Copy down the listing below exactly. Do not include pictures.
::: SUPPLIED DATA :::
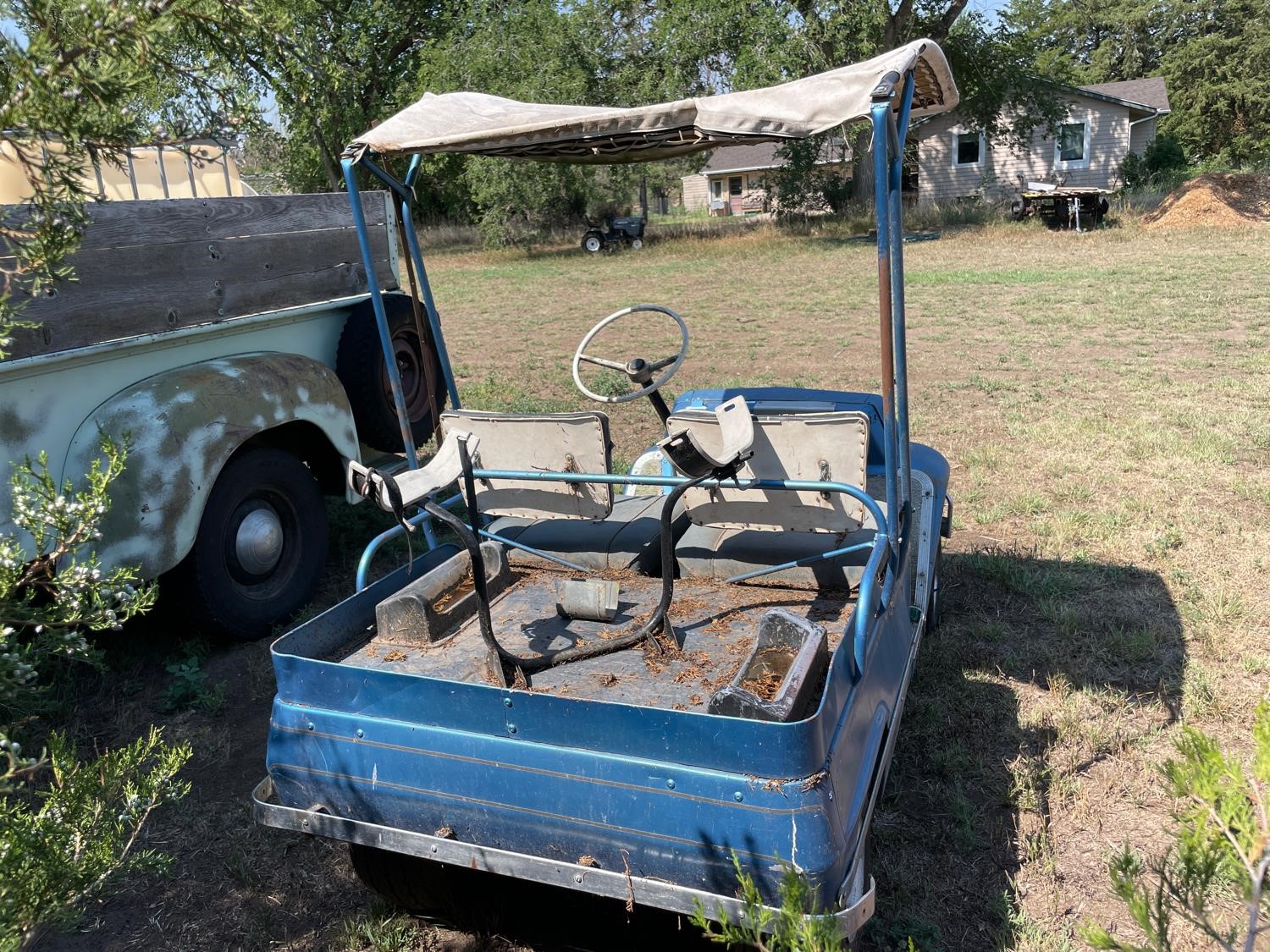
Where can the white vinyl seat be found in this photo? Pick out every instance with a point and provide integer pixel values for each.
(576, 522)
(737, 531)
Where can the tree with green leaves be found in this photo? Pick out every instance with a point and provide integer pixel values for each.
(1212, 55)
(1221, 848)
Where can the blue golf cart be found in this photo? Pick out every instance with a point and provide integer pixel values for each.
(617, 682)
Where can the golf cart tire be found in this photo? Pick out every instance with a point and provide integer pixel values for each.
(360, 366)
(215, 586)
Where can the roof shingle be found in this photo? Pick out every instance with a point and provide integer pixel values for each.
(1146, 91)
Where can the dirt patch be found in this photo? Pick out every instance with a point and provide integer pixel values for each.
(1214, 201)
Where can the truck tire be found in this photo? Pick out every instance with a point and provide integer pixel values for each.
(261, 546)
(361, 368)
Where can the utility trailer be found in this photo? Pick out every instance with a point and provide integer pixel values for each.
(1061, 206)
(620, 693)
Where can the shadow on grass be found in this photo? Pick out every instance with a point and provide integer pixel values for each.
(969, 791)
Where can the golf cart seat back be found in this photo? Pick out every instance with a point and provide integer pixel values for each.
(741, 531)
(830, 447)
(576, 522)
(538, 443)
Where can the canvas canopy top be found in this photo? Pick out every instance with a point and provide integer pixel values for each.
(487, 124)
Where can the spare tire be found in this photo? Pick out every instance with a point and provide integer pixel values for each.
(361, 368)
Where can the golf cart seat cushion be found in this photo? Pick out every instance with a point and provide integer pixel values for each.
(820, 446)
(629, 538)
(413, 485)
(538, 443)
(719, 553)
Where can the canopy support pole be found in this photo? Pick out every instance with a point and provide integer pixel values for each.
(381, 320)
(888, 144)
(897, 284)
(881, 114)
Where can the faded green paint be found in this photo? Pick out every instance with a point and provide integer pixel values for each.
(182, 426)
(48, 401)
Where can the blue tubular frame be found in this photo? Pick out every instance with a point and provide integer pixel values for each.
(381, 320)
(889, 134)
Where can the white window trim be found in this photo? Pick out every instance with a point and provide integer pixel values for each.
(1058, 145)
(983, 150)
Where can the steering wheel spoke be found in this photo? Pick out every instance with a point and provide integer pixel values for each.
(604, 362)
(670, 366)
(665, 362)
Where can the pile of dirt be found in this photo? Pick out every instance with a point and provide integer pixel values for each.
(1214, 201)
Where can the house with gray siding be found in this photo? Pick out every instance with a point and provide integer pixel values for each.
(734, 178)
(1104, 124)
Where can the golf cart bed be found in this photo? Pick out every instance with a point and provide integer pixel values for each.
(715, 625)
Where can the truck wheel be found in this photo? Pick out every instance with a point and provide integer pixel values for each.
(261, 546)
(361, 368)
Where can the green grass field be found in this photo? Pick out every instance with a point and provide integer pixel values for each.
(1104, 401)
(1105, 404)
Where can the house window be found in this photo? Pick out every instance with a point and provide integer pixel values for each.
(968, 147)
(1072, 147)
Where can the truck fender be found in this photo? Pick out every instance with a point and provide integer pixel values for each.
(182, 426)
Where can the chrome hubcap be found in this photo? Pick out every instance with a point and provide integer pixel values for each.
(258, 543)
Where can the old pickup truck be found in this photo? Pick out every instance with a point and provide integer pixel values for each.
(230, 342)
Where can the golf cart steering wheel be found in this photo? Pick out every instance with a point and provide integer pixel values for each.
(639, 370)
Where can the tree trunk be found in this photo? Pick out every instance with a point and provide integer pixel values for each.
(328, 160)
(861, 167)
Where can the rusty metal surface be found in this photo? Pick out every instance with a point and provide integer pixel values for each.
(182, 426)
(715, 625)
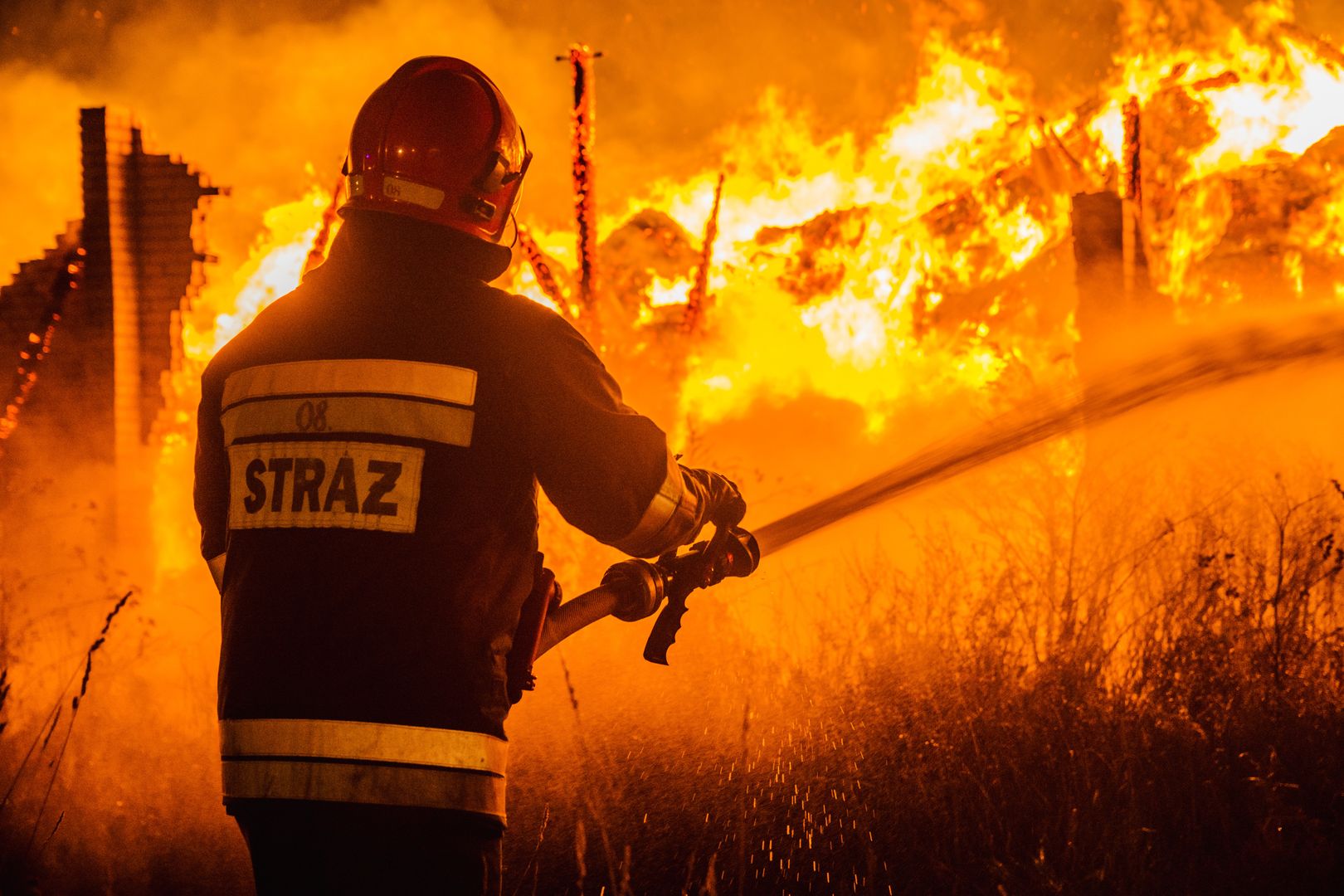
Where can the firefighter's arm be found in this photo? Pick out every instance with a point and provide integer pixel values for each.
(212, 484)
(605, 466)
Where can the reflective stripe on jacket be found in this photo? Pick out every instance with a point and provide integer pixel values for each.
(363, 763)
(368, 469)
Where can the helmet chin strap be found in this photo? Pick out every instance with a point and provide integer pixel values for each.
(514, 221)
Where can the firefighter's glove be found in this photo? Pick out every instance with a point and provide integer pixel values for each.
(719, 500)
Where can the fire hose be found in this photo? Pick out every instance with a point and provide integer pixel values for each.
(635, 589)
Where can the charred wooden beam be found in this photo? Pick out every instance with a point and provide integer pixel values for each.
(700, 289)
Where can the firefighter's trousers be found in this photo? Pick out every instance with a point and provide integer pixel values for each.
(340, 848)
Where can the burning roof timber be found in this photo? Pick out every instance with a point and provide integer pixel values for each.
(141, 253)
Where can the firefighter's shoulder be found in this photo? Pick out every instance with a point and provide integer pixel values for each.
(539, 329)
(246, 343)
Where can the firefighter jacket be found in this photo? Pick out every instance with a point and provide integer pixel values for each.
(368, 465)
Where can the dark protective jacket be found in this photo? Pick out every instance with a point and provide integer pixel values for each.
(368, 464)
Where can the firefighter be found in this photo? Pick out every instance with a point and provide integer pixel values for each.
(368, 465)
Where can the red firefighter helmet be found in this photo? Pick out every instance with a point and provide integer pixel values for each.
(438, 141)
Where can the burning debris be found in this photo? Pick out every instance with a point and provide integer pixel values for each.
(965, 257)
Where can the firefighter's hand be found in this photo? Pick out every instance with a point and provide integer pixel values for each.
(721, 503)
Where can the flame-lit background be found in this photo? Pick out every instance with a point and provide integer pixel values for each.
(893, 265)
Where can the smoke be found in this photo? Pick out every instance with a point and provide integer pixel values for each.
(262, 95)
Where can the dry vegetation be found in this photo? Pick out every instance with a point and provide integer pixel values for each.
(1032, 715)
(1064, 696)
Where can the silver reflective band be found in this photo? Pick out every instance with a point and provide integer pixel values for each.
(667, 520)
(363, 740)
(382, 416)
(363, 763)
(217, 570)
(363, 783)
(417, 379)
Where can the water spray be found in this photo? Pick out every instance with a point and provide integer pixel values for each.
(635, 589)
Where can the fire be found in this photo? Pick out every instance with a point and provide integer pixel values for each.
(850, 266)
(272, 269)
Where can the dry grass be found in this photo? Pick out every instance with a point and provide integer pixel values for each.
(1046, 713)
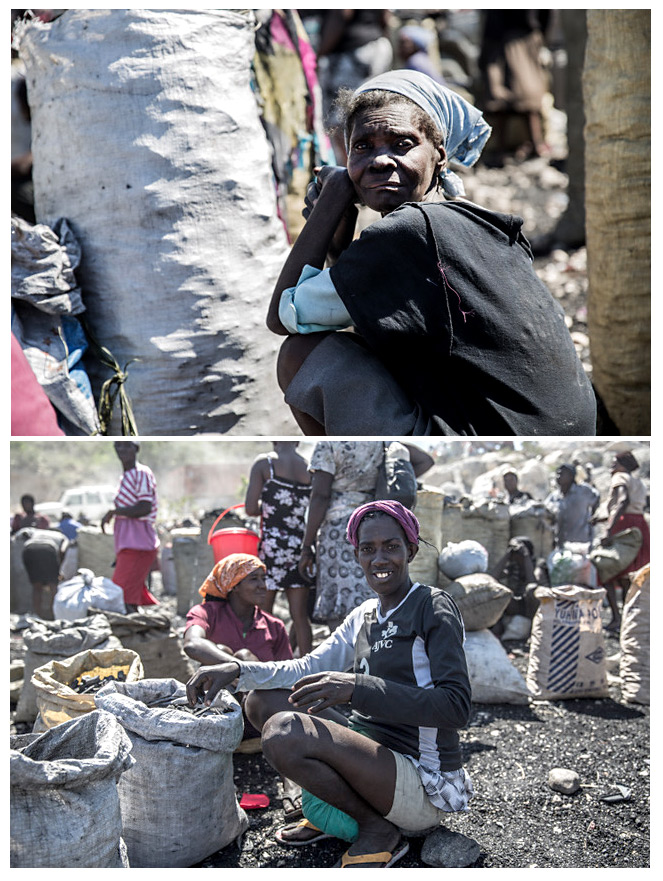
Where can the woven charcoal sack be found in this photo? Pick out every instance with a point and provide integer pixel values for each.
(151, 635)
(480, 598)
(178, 800)
(175, 208)
(64, 803)
(634, 640)
(493, 678)
(567, 651)
(58, 702)
(54, 641)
:::
> _ANSWER TO THE PROBLEM_
Where can the white vinyl seat be found in this photo? Pick out every instance with a point and provide integer pixel values for each.
(576, 522)
(737, 531)
Where can the tree with green leaves be found in this photo? Pick out every instance with a point and provide integer pixel values for each.
(1212, 55)
(1221, 848)
Where can the blue golf cart be found in this photo? Pick out every instance with a point and provide integer pixel values for each.
(617, 682)
Where can the golf cart tire be found in this photo? Pick out every instance with a point and provide integer pixel values for each.
(360, 366)
(215, 586)
Where can the roof shingle be found in this photo? Pick out every instance with a point and provide integer pixel values for each.
(1146, 91)
Where can the dirt patch be found in this photo? Pick out every instance with a point and provide integer pixel values for each.
(1214, 201)
Where can the truck tire be found in this photo? Pick out every instance with a point and provide integer pixel values for each.
(261, 546)
(361, 368)
Where can the utility trailer be found in this photo? Pick out every instance with a point and provide integer pixel values for each.
(1061, 206)
(620, 693)
Where can the shadow on grass be found in this photo? Pick out every instance with a point and provide integer pixel values for each.
(969, 791)
Where can the golf cart seat back be found in this photo? Pick out every instance with a point and provide integer pixel values for each.
(741, 531)
(830, 447)
(576, 522)
(538, 443)
Where can the canvas canopy top be found in this photo? Pick out every instance with a point and provide integer pixel values for each.
(487, 124)
Where can the spare tire be found in this photo? Pick out every instance with a point and provide integer pixel values for each.
(361, 368)
Where can the golf cart seat cushion be found in this photo? Pick out every instance with a point and provide integer pixel values for each.
(820, 446)
(629, 538)
(413, 485)
(538, 443)
(719, 553)
Where can the canopy support pole be found in this photo? Pick out every instance with a point and provide integer pixel values for each.
(381, 320)
(888, 144)
(897, 284)
(881, 114)
Where can the faded green paint be found in this photo? Pick out every instance with a point and provide integer pixel values for each.
(182, 426)
(48, 401)
Where can the blue tubular frame be found in this photo? Pick out every instance with a point and provide integer pixel values for each.
(381, 320)
(889, 134)
Where can the white window trim be found in this photo? Pick out every instance with a point and provide integer pixel values for each.
(1058, 145)
(983, 150)
Where can the steering wheel spoke be found in this photo? Pick out every instance with a point and provide integer pixel values for each.
(604, 362)
(670, 366)
(665, 362)
Where can the pile of dirt be found in this photo? Pick out every instance with a point and provide integer pixel values for each.
(1214, 201)
Where can the house with gray siding be found in this photo? Pick out every instance with a point and provide integer pixel values for each.
(734, 178)
(1104, 124)
Where can the golf cart bed be found in this photo? Pick out every instance with a point and provide integer pixel values for each.
(715, 625)
Where can the truck wheel be found in this photo? Pick out every instance with a point and provide integer pixel values for each.
(261, 546)
(361, 368)
Where can the green grass field be found in this photo? Pick out every instance with a point and provide integer pixel values for each.
(1104, 401)
(1105, 404)
Where can the house window be found in this photo? Pick out every instance with a point and provide integer pixel values for each.
(968, 147)
(1072, 147)
Where can the truck fender be found in this photo? Pick out every instance with a point and provide integer pixel values for each.
(182, 426)
Where can the chrome hubcap be found in this photo? Pick out every instance with a point and provide integer pixel values for each.
(258, 543)
Where can the old pickup truck be found in this photo? Pick out every instance with a point and provide integer pixel values for each.
(230, 342)
Where can the golf cart steering wheel be found in this photo? Pick out every instance with a point and provide integer pixel values for each.
(639, 370)
Where can the tree trunk be found in this photo? Pick out every instance with a point and provide integer pixel values for each.
(328, 160)
(861, 167)
Where can the rusty metal surface be found in this photo? Pick out every instance with a point and provide integer pixel values for each.
(182, 426)
(715, 625)
Where can the firefighter's arm be found in this photo? Pick out every instance with a point and provide integer pixel values for each.
(212, 484)
(605, 466)
Where can the reflective stripe on jacket be found in this photo? Pick out every instance with a point and provide integer pixel values for each.
(363, 763)
(368, 469)
Where can the helmet chin strap be found in this photo? Pick out every instance with a point and provide integer pixel values for each.
(514, 221)
Where can the firefighter's glove be found in this photo? Pick out every instance with a point and provide integer pixel values for each.
(719, 500)
Where can the fire hose be found in this photo? Pick out every instance with a point and provide integer pixel values for each.
(635, 589)
Where can the charred wooden beam be found in this photo? Pick out every instance with a point and provide integer pixel values for each.
(700, 289)
Where can the firefighter's trousers be found in this photo? Pick out every instance with a point and provide integer pixel values for each.
(340, 848)
Where can the burning roof timber be found in this photo? Pick out every instance with a point and provide integer pixel values for each.
(141, 253)
Where can the firefighter's shoulder be found in this photo? Pick out every instance with a point and provide integer pixel values for each.
(539, 329)
(246, 343)
Where can the firefighter jacket be found in this photo? Pick out every instance with a point and provide integer pixel values for each.
(368, 465)
Where can the dark protective jacket be found in this photo? Pick out every instance with a point and provide integer pixel values for each.
(368, 464)
Where can the firefighter be found in this photo? Pick out every instance with a point and provide integer pixel values for each.
(368, 465)
Where can the red firefighter helmet be found in this photo? Pick out every instance with a point and provide integer pixel values for each.
(438, 141)
Where can the burning debris be found in this photo? Pick out every instance with a point and provide integer pixel values for each.
(965, 257)
Where can the firefighter's hand be found in this photo? Pick out every instance with a point and provide integer pixel values for each.
(721, 503)
Where can the flame-lit background be found in this photo? Pick out every instance with a point and provide integer pixel values for each.
(893, 265)
Where can the smoke be found in this photo? Pick out every instance with a point and provide integer pixel values for each.
(262, 95)
Where can the dry vegetation be found in this photo? Pick out every instance with a point and provide integer pixel values for each.
(1032, 715)
(1064, 696)
Where can the silver reflective band be found in this photo? Pick out every instance with a point and provide integer pixel values for each.
(667, 520)
(363, 740)
(382, 416)
(363, 763)
(217, 570)
(363, 783)
(417, 379)
Where can the water spray be found in this photo? Pick out every instance with a point and provide integer pixel values for each.
(635, 589)
Where can the fire be found in this photo? Pick out every instance with a point and provide integer pixel values for each.
(850, 266)
(272, 269)
Where can the dry grass be found in this photo? Pick out every instance with a point and provide integer pixel values for each.
(1046, 713)
Where can the woven charcoal sack be found in this photo? Pick out every instance with a point and provide integer pixel values for each.
(151, 635)
(480, 598)
(178, 800)
(175, 208)
(64, 803)
(634, 640)
(493, 678)
(567, 651)
(58, 702)
(54, 641)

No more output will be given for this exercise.